[Information supplied start]

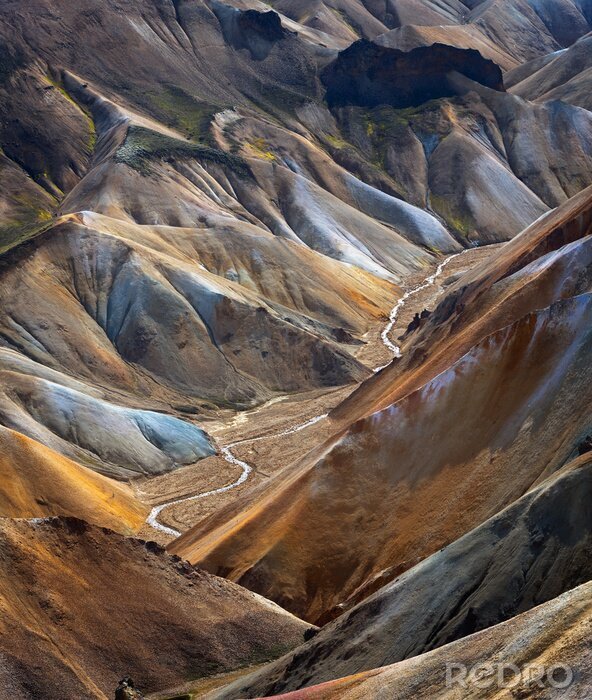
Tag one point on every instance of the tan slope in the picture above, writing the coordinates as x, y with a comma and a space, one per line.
36, 482
83, 606
525, 555
565, 75
487, 298
466, 36
556, 633
503, 410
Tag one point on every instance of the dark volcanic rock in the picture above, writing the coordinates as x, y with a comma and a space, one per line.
250, 29
368, 75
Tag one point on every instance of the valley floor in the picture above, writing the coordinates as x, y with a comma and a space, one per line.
269, 441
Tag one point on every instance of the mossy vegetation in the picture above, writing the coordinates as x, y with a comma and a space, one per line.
461, 222
260, 149
142, 147
92, 133
187, 114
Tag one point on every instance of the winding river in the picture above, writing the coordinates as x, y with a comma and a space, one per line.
246, 469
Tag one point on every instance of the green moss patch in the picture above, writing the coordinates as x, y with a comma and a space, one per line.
143, 146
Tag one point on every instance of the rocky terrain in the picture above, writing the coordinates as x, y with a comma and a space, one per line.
300, 291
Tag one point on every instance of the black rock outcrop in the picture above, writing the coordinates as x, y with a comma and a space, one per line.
368, 75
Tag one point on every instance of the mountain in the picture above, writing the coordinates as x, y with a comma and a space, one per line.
83, 606
38, 482
520, 323
525, 555
553, 636
303, 292
562, 75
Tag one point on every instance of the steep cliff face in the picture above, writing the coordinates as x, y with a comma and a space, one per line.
367, 75
500, 410
83, 606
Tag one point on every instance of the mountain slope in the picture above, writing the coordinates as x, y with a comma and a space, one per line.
553, 635
37, 482
528, 554
412, 448
83, 607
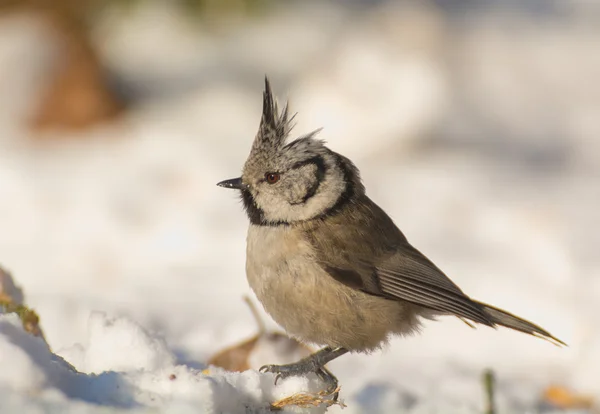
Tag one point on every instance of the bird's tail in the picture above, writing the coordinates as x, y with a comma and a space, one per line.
503, 318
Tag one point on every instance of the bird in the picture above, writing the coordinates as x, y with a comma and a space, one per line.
327, 263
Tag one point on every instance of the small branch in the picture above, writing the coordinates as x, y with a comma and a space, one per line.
488, 385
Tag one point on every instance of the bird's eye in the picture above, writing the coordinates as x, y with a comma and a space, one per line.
272, 178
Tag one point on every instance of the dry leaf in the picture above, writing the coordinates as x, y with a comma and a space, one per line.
562, 397
305, 400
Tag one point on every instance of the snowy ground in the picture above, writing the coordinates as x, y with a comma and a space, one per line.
481, 142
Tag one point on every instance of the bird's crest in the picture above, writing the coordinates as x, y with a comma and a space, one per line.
274, 126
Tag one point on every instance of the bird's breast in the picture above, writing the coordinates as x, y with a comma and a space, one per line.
307, 302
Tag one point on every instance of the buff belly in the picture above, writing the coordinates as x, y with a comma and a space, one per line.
311, 305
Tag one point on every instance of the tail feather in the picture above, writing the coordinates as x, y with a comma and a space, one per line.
503, 318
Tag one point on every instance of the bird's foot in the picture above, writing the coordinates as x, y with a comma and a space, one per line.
311, 364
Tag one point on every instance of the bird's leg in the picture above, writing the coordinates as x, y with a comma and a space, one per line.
312, 363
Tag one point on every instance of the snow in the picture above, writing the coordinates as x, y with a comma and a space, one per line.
479, 141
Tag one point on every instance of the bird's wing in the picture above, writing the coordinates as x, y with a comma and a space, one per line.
380, 261
411, 278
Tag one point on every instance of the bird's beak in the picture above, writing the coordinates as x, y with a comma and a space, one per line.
235, 183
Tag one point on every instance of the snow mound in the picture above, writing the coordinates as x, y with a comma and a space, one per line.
124, 367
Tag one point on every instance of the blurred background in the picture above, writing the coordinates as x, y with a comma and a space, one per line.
475, 125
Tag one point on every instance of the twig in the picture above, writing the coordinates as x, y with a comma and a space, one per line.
488, 385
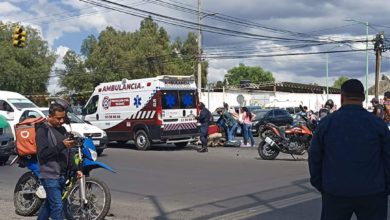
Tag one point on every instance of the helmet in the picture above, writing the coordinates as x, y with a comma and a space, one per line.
329, 103
63, 103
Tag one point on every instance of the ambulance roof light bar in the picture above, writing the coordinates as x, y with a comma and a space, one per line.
171, 77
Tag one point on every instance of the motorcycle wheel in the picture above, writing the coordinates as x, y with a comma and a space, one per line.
99, 201
25, 201
266, 152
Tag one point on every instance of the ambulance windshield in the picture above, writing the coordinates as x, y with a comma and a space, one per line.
178, 99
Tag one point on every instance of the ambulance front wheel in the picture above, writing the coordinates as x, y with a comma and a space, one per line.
181, 145
142, 140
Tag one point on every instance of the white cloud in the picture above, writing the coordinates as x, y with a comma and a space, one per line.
7, 8
53, 86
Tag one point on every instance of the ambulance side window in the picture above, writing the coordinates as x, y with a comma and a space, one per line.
187, 99
170, 100
92, 105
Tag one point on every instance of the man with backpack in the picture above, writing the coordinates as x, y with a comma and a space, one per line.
230, 122
378, 109
386, 105
54, 158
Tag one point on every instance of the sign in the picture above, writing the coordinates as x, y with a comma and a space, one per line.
119, 102
120, 87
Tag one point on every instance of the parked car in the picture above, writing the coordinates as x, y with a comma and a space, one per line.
99, 137
279, 117
12, 106
7, 144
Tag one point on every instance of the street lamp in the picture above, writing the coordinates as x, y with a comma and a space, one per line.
366, 24
200, 17
327, 70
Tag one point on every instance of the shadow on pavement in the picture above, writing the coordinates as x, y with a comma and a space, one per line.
296, 201
154, 147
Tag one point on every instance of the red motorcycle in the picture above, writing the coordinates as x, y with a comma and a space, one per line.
290, 140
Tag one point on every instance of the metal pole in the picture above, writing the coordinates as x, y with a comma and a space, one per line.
366, 64
208, 97
327, 75
199, 49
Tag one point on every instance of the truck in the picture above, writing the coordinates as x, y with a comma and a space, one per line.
161, 109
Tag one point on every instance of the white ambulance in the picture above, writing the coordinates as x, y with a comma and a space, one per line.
152, 110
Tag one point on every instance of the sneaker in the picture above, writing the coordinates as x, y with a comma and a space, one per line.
41, 193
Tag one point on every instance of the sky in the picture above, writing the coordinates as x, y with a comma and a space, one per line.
251, 32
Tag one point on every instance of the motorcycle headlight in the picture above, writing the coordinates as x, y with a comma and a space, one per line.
93, 154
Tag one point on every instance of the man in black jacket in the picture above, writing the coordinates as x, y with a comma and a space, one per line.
349, 160
54, 159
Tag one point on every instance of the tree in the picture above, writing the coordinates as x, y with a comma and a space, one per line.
340, 81
147, 52
24, 70
242, 72
74, 77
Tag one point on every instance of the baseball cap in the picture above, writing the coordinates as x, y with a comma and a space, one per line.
353, 88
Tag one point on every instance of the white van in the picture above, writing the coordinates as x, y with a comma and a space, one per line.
16, 108
152, 110
99, 137
12, 106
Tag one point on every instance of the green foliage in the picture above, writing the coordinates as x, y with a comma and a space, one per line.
340, 81
74, 77
242, 72
115, 55
24, 70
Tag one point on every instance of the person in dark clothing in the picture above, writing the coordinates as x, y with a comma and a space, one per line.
54, 161
378, 109
349, 160
204, 119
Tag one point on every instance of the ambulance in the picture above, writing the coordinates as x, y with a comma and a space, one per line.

[Information supplied end]

• [Exercise instructions]:
Take the part of the items that opens with the line containing "Tag one point on every instance of the green foliage" and runs through the last item. Rewrite it with "figure in dark clothing" substituted for "person in dark clothing", leaving everything else the same.

• [Output of the exercise]:
Tag one point on every instance of the green foliage in the picture above, writing the coordinates as x, y with a comma and a space, one per line.
340, 81
74, 77
242, 72
115, 55
24, 70
Tag one point on every instance of the figure in dark clothing in the picture above, writing the coordinates as x, y with a comma and a space, one per line.
54, 161
378, 109
349, 160
204, 119
Tag one point on every instance of the ambulance in the picture above, writing the coordinates as x, y with a comma and a space, one per line.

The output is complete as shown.